Set out as a numbered list the lines from the one containing "query: concrete foundation wall" through the one containing "[44,62,71,84]", both included, leaving out any blank lines.

Listed records:
begin
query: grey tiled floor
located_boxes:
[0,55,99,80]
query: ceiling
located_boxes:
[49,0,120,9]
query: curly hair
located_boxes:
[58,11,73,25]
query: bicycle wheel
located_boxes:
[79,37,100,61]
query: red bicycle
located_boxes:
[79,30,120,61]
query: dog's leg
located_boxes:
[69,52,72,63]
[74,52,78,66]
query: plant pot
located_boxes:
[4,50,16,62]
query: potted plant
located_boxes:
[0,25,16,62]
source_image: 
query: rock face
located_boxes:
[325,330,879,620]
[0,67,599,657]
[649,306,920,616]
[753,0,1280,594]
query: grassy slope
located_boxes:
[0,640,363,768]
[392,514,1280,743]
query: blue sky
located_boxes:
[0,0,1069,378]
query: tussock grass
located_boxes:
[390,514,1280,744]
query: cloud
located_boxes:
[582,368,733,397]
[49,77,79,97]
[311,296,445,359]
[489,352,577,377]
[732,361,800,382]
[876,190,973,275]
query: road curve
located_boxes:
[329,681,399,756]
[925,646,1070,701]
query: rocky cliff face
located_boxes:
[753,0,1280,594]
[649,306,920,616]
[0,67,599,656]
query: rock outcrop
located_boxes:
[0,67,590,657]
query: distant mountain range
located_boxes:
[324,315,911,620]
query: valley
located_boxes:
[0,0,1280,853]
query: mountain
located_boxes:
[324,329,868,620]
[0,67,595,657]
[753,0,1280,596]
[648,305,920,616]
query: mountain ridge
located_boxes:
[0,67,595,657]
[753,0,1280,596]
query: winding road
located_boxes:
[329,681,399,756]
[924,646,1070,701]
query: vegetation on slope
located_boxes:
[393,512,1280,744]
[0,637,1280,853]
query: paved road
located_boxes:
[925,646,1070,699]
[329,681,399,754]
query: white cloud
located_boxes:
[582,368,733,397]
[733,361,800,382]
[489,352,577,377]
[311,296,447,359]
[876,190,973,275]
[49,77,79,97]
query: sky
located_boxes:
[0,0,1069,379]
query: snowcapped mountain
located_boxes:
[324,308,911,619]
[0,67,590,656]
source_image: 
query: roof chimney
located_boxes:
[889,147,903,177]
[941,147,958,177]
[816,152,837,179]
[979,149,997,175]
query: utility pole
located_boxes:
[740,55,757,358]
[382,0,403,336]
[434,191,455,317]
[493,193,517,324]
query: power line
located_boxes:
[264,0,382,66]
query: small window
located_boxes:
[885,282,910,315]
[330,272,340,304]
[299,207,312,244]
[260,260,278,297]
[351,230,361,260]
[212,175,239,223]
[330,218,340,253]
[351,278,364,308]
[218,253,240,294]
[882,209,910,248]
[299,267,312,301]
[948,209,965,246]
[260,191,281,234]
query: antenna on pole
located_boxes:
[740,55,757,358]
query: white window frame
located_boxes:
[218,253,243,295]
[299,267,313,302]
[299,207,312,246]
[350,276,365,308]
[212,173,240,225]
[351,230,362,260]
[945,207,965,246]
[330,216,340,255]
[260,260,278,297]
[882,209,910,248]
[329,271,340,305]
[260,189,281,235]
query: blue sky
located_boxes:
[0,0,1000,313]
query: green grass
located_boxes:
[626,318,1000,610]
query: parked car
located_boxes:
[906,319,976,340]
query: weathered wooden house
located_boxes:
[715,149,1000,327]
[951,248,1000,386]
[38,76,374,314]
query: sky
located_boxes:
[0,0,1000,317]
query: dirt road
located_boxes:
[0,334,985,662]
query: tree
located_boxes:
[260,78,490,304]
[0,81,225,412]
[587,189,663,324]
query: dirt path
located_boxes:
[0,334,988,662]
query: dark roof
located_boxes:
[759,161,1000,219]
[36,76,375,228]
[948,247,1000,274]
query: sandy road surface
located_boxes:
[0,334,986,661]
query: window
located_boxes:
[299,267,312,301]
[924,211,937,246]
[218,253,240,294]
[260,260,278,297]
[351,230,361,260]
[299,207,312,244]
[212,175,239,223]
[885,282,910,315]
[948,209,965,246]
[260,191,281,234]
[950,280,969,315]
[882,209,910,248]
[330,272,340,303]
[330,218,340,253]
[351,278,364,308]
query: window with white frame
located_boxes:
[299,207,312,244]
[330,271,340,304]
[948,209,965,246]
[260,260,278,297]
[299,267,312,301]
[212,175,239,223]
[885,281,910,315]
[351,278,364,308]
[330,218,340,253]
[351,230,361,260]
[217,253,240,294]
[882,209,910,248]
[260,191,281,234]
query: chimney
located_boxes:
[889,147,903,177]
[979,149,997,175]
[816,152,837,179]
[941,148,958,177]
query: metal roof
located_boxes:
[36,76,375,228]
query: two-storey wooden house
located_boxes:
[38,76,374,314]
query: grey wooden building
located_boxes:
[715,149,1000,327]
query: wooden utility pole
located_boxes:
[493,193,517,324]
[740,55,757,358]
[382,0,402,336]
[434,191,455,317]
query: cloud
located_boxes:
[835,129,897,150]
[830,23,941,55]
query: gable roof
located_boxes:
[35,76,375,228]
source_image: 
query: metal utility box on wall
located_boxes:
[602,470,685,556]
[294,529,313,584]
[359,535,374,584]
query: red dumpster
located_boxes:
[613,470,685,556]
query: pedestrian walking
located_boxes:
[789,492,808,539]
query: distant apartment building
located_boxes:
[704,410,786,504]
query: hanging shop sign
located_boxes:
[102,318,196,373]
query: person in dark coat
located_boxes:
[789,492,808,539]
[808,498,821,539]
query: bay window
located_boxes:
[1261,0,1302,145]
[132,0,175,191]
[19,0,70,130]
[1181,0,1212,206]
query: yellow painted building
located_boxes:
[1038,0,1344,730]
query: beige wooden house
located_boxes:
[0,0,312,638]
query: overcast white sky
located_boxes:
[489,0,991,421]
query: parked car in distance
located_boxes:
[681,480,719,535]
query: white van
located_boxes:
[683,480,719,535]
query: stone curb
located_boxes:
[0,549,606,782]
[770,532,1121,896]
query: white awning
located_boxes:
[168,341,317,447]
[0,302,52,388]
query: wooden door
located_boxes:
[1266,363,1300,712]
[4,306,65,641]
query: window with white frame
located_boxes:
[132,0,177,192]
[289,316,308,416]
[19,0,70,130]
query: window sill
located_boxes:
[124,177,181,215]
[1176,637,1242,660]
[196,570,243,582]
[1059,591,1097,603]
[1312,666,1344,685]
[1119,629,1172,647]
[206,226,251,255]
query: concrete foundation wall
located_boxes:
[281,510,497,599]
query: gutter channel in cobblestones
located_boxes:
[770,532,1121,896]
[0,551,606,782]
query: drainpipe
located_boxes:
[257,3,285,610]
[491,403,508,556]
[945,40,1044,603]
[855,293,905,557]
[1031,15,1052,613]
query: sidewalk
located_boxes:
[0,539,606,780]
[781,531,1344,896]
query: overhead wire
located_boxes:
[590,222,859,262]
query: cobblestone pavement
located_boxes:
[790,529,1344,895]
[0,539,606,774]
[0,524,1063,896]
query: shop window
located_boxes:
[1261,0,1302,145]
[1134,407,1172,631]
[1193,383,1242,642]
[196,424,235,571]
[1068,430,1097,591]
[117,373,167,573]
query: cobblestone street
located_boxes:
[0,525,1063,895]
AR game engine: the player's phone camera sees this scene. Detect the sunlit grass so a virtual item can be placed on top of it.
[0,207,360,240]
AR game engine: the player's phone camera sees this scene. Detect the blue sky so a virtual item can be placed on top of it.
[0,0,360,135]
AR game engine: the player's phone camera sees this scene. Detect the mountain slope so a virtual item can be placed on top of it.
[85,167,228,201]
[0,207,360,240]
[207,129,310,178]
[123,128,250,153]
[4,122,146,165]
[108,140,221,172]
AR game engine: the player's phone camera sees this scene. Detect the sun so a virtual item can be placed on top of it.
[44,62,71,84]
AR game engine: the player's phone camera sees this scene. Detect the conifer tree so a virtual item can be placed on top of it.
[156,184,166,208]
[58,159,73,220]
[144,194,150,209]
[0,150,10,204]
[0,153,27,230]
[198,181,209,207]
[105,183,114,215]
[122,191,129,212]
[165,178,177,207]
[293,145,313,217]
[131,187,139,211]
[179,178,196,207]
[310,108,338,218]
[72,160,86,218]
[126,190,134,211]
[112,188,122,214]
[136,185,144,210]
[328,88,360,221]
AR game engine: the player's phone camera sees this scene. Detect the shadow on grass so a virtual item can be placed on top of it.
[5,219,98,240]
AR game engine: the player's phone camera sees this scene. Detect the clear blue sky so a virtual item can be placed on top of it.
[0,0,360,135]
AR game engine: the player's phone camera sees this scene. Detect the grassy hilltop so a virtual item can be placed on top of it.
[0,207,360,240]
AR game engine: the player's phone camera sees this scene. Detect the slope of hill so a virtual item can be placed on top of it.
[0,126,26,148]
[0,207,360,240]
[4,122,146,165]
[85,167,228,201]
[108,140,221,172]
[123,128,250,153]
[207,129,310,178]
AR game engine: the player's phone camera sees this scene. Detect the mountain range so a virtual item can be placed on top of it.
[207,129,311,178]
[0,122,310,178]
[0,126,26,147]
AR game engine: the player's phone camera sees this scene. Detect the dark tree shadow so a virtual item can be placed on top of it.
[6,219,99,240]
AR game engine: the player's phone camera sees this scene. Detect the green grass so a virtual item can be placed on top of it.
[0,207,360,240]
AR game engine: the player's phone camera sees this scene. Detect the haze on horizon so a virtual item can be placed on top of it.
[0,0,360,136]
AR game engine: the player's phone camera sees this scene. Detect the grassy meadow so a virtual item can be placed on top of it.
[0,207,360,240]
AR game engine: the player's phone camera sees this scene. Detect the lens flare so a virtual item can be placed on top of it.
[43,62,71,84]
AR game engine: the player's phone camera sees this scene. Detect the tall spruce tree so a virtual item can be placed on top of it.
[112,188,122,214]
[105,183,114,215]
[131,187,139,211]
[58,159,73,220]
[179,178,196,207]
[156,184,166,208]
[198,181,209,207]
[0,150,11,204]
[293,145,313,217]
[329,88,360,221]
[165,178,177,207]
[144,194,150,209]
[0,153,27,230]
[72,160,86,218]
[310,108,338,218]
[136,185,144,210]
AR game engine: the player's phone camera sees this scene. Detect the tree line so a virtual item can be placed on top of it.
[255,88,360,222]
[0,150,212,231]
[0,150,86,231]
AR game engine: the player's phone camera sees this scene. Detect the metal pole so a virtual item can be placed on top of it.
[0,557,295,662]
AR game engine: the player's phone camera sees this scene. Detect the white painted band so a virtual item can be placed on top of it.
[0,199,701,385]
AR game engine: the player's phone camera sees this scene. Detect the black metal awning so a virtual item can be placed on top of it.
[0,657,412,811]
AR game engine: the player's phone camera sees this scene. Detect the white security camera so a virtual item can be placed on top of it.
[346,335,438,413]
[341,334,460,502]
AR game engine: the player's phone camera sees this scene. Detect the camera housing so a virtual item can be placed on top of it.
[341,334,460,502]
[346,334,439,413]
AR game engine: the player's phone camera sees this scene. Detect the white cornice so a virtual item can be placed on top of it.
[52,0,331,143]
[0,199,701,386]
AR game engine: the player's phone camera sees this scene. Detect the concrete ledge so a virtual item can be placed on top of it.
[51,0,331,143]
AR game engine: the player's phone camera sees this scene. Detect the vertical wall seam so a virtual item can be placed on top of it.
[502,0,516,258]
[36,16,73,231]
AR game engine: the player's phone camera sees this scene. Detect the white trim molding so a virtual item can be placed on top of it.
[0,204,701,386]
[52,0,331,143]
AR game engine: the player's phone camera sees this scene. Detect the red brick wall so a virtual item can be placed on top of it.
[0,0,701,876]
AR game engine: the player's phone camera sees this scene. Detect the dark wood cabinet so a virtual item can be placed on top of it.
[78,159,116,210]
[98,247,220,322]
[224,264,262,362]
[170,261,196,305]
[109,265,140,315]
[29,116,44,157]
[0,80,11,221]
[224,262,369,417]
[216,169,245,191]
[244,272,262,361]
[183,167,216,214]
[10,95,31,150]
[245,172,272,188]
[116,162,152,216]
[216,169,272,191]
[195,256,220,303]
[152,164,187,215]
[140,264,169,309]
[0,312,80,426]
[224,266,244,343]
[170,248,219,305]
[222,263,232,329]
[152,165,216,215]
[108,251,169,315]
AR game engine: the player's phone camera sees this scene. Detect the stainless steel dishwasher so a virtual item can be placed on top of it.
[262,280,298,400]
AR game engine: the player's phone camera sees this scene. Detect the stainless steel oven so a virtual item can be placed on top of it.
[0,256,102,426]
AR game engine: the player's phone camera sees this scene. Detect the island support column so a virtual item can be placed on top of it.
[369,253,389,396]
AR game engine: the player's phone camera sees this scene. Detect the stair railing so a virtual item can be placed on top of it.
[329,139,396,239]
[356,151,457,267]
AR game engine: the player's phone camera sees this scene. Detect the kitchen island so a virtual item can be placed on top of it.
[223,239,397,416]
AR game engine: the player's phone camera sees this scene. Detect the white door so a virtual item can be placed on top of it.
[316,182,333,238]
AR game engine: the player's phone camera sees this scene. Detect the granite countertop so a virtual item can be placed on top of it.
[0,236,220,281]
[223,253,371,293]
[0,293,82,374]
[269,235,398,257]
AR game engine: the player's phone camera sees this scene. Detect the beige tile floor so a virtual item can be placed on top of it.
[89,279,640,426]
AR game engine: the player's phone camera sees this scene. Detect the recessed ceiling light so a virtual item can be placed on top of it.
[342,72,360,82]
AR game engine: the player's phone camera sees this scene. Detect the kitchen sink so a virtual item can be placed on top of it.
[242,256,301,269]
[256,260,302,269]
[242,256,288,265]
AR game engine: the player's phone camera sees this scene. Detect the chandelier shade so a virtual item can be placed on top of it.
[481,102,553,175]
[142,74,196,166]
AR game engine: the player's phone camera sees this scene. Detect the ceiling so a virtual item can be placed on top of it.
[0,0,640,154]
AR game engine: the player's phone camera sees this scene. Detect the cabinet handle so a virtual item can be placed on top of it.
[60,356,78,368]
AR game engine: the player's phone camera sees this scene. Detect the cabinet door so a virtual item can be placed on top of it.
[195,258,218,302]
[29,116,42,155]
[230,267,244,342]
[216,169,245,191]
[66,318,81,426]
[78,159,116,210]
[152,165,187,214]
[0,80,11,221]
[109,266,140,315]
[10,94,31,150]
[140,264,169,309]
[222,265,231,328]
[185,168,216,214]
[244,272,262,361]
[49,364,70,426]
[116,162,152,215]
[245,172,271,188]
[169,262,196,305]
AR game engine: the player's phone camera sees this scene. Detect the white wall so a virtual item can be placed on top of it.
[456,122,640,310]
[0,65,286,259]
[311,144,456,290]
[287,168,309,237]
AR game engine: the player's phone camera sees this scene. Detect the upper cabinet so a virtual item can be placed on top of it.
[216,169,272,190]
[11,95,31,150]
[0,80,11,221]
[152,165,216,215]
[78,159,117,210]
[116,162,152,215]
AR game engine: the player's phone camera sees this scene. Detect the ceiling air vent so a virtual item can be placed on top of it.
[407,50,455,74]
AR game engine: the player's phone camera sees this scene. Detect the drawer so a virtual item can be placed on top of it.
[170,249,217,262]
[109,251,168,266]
end
Written reply:
1. query: concrete foundation wall
2. located_boxes:
3. [281,510,497,599]
4. query: gutter channel in cobblestones
5. located_boxes:
6. [770,532,1121,896]
7. [0,551,606,782]
8. query: drainpipe
9. located_boxes:
10. [257,3,285,610]
11. [491,403,508,556]
12. [945,40,1044,603]
13. [855,293,905,557]
14. [1031,15,1052,613]
15. query: sidewalk
16. located_boxes:
17. [0,539,606,780]
18. [781,531,1344,896]
19. query: overhead wire
20. located_boxes:
21. [590,222,859,262]
22. query: cobblestone pavement
23. located_boxes:
24. [790,529,1344,895]
25. [0,539,606,774]
26. [0,524,1063,896]
27. query: shop window
28. located_boxes:
29. [1261,0,1302,145]
30. [1134,407,1172,631]
31. [1193,383,1242,642]
32. [196,424,235,571]
33. [1068,430,1097,591]
34. [117,373,167,573]
35. query: cobblestone street
36. located_boxes:
37. [0,525,1063,895]
38. AR game engine: the player's phone camera sees this scene. Detect the sunlit grass so a virtual item can be placed on top of it.
39. [0,207,360,240]
40. AR game engine: the player's phone camera sees this scene. Detect the blue sky so a virtual item can be placed on top of it.
41. [0,0,360,135]
42. AR game engine: the player's phone camera sees this scene. Detect the mountain slope so a virtual item can be placed on top of it.
43. [85,167,228,201]
44. [0,207,360,240]
45. [207,129,310,178]
46. [123,128,250,153]
47. [4,122,146,165]
48. [108,140,221,172]
49. AR game engine: the player's phone camera sees this scene. Detect the sun so a virtual item can be placed on top of it.
50. [44,62,71,84]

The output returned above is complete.